* _THE TASK_
What you return must be exactly the lines from the beginning of the material through the line containing "Target: carved wooden table leg", both included, and no pictures.

* _RECORD SET_
++++++++
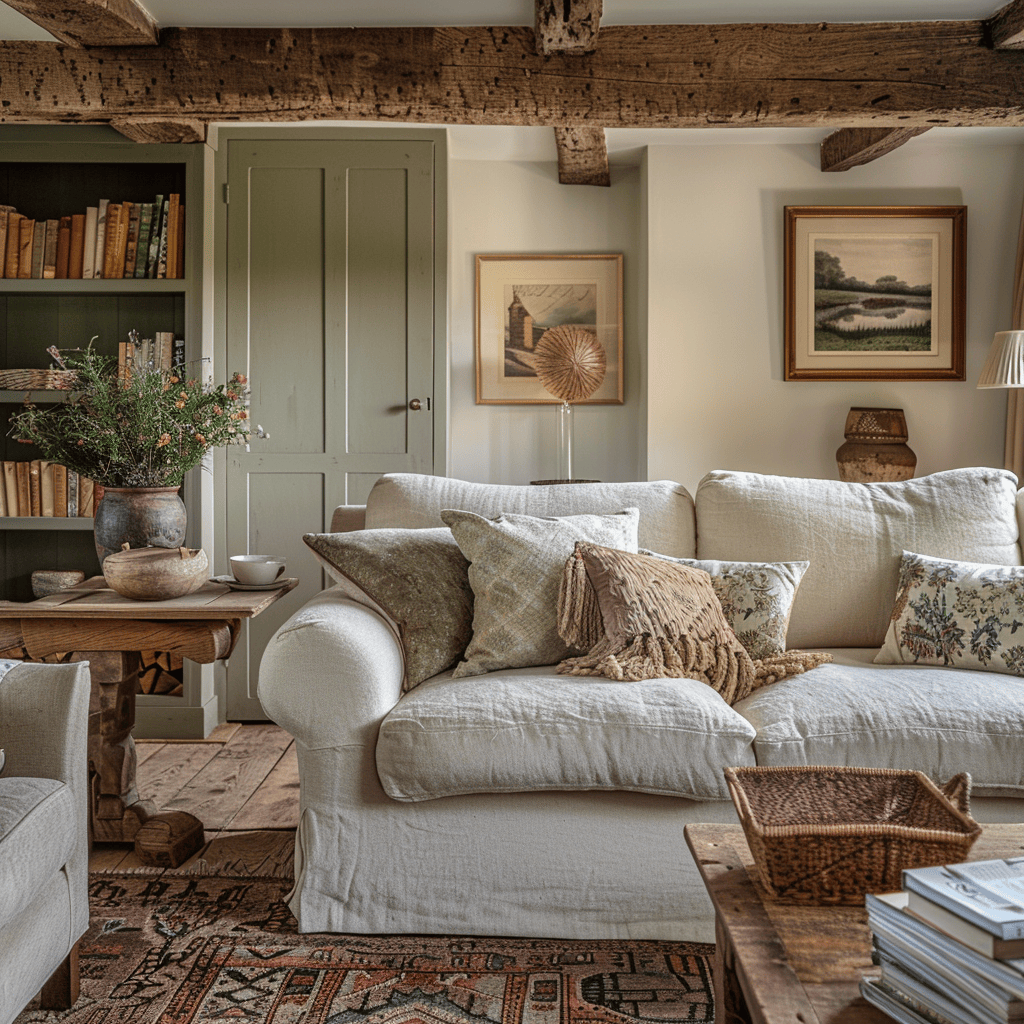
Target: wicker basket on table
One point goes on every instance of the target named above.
(37, 380)
(823, 835)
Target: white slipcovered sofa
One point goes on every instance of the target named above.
(44, 840)
(528, 803)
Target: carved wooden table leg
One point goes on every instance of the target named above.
(117, 811)
(118, 815)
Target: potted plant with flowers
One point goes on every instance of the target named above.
(136, 434)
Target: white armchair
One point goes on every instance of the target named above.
(44, 842)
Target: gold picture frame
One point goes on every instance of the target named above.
(520, 296)
(876, 293)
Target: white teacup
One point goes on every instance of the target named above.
(256, 569)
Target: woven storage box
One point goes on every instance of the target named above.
(37, 380)
(830, 835)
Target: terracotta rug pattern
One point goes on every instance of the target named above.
(181, 949)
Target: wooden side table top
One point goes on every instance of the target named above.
(93, 599)
(793, 964)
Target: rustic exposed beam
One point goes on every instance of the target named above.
(856, 76)
(566, 26)
(583, 157)
(853, 146)
(91, 23)
(143, 129)
(1006, 27)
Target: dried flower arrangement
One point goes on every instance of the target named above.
(146, 429)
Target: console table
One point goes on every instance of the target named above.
(781, 963)
(94, 624)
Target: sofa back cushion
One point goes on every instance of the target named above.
(854, 535)
(414, 501)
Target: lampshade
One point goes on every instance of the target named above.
(1005, 366)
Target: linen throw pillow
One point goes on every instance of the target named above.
(418, 579)
(957, 614)
(757, 598)
(646, 617)
(515, 570)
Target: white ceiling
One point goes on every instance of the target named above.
(306, 13)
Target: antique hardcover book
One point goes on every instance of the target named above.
(77, 256)
(64, 248)
(988, 893)
(89, 243)
(13, 241)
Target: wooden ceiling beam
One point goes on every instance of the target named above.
(583, 157)
(856, 76)
(566, 26)
(91, 23)
(853, 146)
(1006, 27)
(142, 129)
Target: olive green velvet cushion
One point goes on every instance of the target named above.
(418, 579)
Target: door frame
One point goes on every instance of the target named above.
(217, 139)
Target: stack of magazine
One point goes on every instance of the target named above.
(950, 945)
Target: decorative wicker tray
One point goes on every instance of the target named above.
(37, 380)
(830, 835)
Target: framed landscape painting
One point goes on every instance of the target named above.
(876, 293)
(518, 298)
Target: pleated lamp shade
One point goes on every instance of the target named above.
(1005, 366)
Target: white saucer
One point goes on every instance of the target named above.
(229, 581)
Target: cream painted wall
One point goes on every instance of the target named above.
(507, 207)
(713, 235)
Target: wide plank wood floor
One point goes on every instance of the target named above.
(242, 778)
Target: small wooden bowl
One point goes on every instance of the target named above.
(156, 573)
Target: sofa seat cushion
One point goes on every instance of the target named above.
(938, 721)
(38, 832)
(531, 729)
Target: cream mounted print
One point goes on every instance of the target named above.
(522, 300)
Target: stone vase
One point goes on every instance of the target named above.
(141, 516)
(876, 448)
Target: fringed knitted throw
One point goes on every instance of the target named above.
(643, 617)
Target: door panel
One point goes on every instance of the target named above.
(330, 313)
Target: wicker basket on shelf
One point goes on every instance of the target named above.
(37, 380)
(830, 835)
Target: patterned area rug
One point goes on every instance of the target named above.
(181, 949)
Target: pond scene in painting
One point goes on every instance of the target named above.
(531, 309)
(872, 293)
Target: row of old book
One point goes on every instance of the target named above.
(950, 945)
(47, 488)
(111, 240)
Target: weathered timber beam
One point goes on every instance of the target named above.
++++++++
* _ANSWER FOR THIS EXERCISE_
Target: wicker basket on table
One point goes on every instance of the target named above.
(37, 380)
(823, 835)
Target: white slipcovered sofa
One point goes on every instance of the target named above.
(44, 840)
(528, 803)
Target: carved wooden table leg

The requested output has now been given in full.